_EXERCISE OBJECTIVE_.
Starting at the line with "Target: person in dark jacket", repeat every line exactly until the records end, including the last one.

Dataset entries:
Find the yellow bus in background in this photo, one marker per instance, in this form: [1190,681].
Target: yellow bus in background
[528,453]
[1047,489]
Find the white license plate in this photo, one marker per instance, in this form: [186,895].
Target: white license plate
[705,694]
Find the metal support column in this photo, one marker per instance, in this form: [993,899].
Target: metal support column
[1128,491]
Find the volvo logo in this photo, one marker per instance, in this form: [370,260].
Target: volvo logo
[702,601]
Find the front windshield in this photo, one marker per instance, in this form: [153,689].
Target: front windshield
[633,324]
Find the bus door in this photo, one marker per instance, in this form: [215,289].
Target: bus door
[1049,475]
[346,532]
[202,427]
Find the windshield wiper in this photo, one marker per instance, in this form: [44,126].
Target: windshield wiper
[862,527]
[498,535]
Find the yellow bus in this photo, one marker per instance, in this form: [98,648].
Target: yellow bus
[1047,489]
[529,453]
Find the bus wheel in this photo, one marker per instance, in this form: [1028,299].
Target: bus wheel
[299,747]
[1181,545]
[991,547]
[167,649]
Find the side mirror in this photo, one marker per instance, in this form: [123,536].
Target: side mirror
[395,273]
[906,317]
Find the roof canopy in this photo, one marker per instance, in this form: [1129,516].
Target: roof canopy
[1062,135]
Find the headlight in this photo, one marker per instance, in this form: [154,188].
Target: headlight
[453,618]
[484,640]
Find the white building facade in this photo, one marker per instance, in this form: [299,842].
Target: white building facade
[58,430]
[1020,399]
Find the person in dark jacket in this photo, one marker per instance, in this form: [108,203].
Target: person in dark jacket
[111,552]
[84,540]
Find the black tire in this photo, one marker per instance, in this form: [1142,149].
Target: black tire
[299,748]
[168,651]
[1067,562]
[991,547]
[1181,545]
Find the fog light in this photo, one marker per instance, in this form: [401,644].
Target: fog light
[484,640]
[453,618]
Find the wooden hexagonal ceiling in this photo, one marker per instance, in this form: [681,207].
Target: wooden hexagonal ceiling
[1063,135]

_OUTPUT BELOW_.
Target: person in dark jacket
[111,552]
[84,540]
Find the black tire in this photo, one marker per instance, in this form: [1142,149].
Target: black tire
[299,748]
[168,651]
[1067,562]
[991,547]
[1181,545]
Find the fog light in this photo, one marker per instance, in this form: [401,644].
Target: fog light
[484,640]
[453,618]
Find the wooden hexagonal ceiling in this photo, one marker per instance, in this form: [681,207].
Target: wooden hexagonal ceiling
[1063,135]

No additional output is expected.